___ Dataset records
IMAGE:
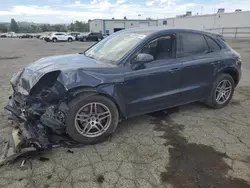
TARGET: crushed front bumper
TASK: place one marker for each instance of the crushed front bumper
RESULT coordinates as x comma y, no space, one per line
29,134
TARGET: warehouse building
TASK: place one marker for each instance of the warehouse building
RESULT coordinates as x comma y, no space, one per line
209,21
110,26
231,25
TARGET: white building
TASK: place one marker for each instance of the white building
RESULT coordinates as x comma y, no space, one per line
232,25
209,21
110,26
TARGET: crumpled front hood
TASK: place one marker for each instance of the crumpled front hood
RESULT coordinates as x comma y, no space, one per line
65,62
71,67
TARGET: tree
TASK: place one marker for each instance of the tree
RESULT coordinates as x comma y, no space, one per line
13,26
3,28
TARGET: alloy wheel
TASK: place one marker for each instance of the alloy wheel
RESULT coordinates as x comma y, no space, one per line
223,91
93,119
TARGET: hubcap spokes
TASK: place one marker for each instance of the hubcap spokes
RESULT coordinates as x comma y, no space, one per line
223,91
93,119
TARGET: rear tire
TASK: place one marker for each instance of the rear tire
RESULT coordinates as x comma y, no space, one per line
84,118
219,97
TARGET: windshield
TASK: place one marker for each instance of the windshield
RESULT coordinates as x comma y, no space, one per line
113,48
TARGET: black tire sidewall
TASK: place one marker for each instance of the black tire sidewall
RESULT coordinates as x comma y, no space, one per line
213,103
79,102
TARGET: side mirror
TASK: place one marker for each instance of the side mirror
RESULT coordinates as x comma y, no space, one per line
143,58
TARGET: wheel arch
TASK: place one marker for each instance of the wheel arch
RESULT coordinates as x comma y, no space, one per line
232,72
100,91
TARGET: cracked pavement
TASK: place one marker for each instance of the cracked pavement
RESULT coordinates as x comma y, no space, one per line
189,146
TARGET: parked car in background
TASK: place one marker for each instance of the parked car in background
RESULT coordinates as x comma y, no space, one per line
133,72
26,36
44,35
59,36
91,37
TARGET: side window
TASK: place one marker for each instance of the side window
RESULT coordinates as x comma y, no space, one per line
161,48
213,46
192,44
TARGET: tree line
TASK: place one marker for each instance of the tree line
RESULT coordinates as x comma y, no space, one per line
38,28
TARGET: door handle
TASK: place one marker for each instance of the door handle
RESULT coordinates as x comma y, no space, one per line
174,70
215,62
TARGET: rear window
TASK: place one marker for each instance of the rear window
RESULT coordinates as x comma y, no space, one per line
212,44
192,44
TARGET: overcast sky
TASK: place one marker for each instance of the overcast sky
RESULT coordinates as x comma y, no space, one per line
65,11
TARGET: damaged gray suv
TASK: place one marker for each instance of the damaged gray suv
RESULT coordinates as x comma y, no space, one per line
83,96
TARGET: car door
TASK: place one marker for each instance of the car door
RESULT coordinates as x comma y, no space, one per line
156,84
197,66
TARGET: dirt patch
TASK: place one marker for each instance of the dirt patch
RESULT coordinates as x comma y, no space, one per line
193,165
10,58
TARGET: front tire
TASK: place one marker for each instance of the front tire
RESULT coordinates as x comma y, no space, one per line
91,118
222,91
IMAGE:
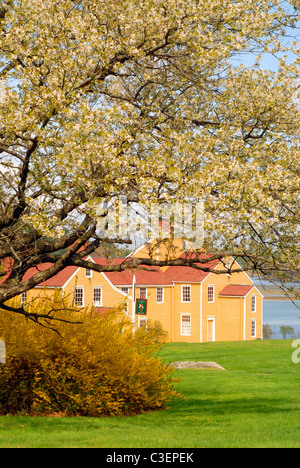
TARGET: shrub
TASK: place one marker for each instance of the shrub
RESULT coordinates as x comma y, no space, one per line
95,368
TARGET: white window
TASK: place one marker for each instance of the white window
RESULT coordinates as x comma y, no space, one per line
253,328
210,293
186,324
97,296
24,296
159,294
253,303
79,296
186,294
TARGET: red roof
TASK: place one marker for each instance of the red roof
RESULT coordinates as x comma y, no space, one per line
153,276
236,290
57,281
186,274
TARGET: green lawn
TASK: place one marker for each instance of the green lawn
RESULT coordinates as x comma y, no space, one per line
255,403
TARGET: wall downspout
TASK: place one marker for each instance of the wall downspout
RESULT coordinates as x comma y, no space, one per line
244,337
201,312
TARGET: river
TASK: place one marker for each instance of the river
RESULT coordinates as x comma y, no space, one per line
279,312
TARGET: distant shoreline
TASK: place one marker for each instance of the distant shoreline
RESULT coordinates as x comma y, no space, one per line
280,298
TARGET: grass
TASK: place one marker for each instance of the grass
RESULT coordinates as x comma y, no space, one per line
254,403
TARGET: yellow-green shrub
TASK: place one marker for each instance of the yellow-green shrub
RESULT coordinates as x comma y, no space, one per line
95,368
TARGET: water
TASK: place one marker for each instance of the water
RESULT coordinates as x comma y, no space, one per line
282,312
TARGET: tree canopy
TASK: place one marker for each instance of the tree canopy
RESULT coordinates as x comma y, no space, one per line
152,101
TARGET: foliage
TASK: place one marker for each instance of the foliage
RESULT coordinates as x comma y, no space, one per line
95,368
287,332
146,100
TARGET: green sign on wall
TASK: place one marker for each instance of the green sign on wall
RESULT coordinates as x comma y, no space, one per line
141,306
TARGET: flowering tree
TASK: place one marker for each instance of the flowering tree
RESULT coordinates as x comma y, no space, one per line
103,98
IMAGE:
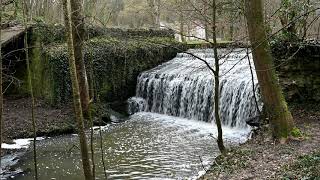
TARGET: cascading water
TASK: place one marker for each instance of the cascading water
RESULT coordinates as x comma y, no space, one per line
184,87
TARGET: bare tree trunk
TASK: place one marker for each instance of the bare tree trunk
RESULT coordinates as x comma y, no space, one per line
30,91
181,20
78,34
217,82
1,95
76,96
274,101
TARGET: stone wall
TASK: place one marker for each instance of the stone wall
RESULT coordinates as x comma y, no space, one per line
298,66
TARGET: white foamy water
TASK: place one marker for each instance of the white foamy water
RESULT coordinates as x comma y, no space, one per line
184,87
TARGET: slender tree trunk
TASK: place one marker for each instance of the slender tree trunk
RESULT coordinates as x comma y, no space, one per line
76,96
274,101
30,91
181,20
78,34
217,82
1,95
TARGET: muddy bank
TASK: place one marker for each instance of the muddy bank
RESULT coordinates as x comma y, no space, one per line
51,121
262,158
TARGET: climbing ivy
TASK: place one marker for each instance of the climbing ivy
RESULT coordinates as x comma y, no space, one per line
116,65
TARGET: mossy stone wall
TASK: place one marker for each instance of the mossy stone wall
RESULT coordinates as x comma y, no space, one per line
112,63
298,66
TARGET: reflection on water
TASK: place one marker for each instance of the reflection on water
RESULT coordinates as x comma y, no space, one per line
147,146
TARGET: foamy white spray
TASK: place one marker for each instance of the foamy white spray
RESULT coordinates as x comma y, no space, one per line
184,87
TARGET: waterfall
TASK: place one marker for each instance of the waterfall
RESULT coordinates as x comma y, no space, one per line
184,87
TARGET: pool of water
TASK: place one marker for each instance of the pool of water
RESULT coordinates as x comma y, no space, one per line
147,146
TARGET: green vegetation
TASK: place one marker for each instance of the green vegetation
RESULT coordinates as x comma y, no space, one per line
305,167
116,64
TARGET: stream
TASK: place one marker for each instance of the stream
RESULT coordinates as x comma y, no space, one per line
171,131
147,146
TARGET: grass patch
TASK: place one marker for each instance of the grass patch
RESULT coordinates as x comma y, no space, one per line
305,167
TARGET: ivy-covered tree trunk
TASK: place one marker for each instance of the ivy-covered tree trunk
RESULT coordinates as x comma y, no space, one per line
274,101
216,81
181,21
30,84
76,96
78,34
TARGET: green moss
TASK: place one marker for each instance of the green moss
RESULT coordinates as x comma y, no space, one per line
295,132
305,167
115,65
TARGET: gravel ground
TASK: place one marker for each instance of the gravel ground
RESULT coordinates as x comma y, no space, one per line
49,120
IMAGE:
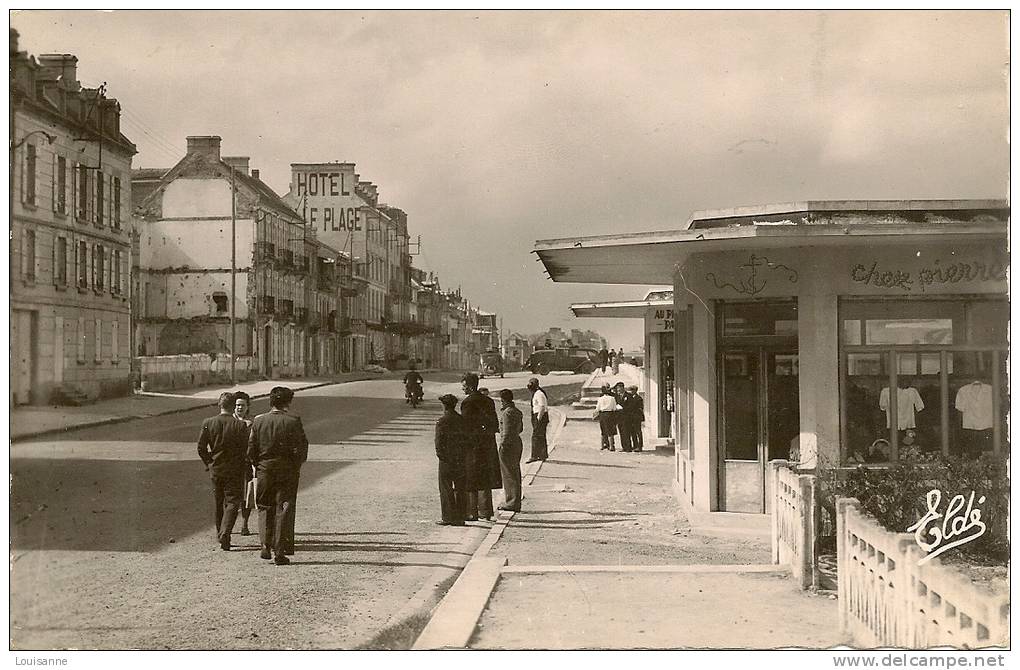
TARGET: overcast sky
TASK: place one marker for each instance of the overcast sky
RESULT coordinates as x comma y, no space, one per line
494,130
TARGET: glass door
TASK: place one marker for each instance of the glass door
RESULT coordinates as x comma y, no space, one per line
______
→ Problem to work on:
Repeat exactly the lines from the one containing "TARGET: climbing ivy" to the last line of the records above, including both, and leave out any pictures.

→ Finished task:
TARGET: climbing ivy
TASK: place one marker for each instance of the climbing ivy
RESULT coordinates as x comma y, no space, one per line
116,65
TARGET: mossy stone wall
TASK: place one marker for each instance of the mossy stone wall
RESULT coordinates as x comma y, no space, one per line
112,63
298,66
TARGET: reflection on water
TASK: place one marker for each instance of the reflection on water
RESULT coordinates as x comma y, no space, one per line
147,146
TARGET: foamy white spray
TASK: place one marker for each instance of the foamy white spray
RESULT coordinates as x comma y, no space, one per line
184,87
TARGET: waterfall
TASK: place one marker for each instance of the waterfall
RESULT coordinates as x comma y, no space, one per line
184,87
TARGET: pool of water
TASK: place one marker for each instance of the pool of water
RESULT coordinates as x comma y, no space, one per line
147,146
TARGET: green vegetation
TASK: place one marker for each instance of the green vegetation
RESULT coordinates as x comma y, no space, one per line
305,167
116,64
TARGET: stream
TASK: place one marker for each instance of the stream
RESULT coordinates as x comma y, no space, one per line
171,131
147,146
TARGET: grass patch
TASK: place one marker for each instance of the grass patch
RESULT coordinates as x comma y, no space, one per line
305,167
TARGET: ivy-covered tree trunk
TASK: place one marker for each instance of the ivy-covered tree trunk
RESULT coordinates as x comma y, no space, one per line
274,101
216,81
181,21
30,84
76,96
78,34
TARGET: green moss
TASK: place one marker for each instance of the green moss
RESULT coordinates as x comma y, no space, one per line
295,132
305,167
115,65
TARGET: gravel ground
TASK: place one marker for each instance of the gravel ground
RESULT coordinates as x comma y, no space, one per line
49,120
IMAGE:
TARGET: overcast sky
TASK: place one marker for each instance of the overcast sky
RESULT coordinates as x comma y, no space, one per line
494,130
TARGET: glass door
TASK: place one marker for each instance of the glass door
RESULT coordinates as x comma y, no space, one per line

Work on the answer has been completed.